__Tasks to carry out__.
**1.** In the reply below about learning to program, why were the writer's parents furious about the transfer to Purdue? Answer in one to three sentences.
**2.** According to the reply below about learning to program, what course did the writer enroll in after writing a first program for the 360/40?

__Source extract__.
■ ■ ■ ■ ■ ■ ■
On 1/30/2006 at 12:19 AM Don North wrote:
And once I learned Perl I stopped writing in any other
language ...
except macro-11 that is .
Not to seem too flip, but the next time I need a Windows device driver, I
should wirte it in Perl?
.
I first learned to program in high school in IITRAN
running RJE paper
tapes via an ASR33 to the IIT Univac 1108...
I blame IITRAN for getting me interested in computer programming. I was an
undergrad in physics at IIT getting very bored, when I looked over the
shoulder of a classmate during a lecture and later asked him what I was
doing. I borrowed the text and finished it in an evening--that Monday I
caged a job card and wrote my own program to run on the (bright and shiny
new) 360/40. I enrolled in an introductory FORTRAN course and used it to
teach myself 360 Assembler and work my way through a supervisor dump. I
got to be persona non grata in the very small IIT computer center, but hey,
it was the 60's. There was really no program of computer study then, so
transfered to Purdue (at the expense my scholarship). My parents were
furious--my father told me that working with computers was a low-grade
clerical job that no one in his right mind would give up a career in
Physics for. Oddly, I realize that if I had a child making the same
career decision today, I'd have the same problem as my father.
■ ■ ■ ■ ■ ■ ■
__Material__.
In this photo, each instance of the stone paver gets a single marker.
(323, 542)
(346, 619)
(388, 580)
■ ■ ■ ■ ■ ■ ■
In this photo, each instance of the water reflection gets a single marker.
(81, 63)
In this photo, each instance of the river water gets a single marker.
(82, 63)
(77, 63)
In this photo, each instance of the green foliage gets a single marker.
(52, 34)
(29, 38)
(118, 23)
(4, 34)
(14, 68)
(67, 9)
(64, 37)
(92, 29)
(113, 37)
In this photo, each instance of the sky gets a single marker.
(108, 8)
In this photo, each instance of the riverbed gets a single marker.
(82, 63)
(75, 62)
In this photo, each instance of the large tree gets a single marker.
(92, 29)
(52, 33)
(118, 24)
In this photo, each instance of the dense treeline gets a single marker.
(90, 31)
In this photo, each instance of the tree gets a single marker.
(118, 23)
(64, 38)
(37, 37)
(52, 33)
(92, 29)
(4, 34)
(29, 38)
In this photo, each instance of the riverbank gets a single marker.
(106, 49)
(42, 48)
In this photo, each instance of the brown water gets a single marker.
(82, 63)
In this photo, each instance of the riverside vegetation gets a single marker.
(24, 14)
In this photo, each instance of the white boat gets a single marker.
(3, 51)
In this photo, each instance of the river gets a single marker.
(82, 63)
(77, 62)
■ ■ ■ ■ ■ ■ ■
__Responses by task__.
**1.** The writer's father saw working with computers as a low-grade clerical job. He believed no one in his right mind would give up a career in physics for it. The transfer also cost the writer a scholarship.

**2.** An introductory FORTRAN course.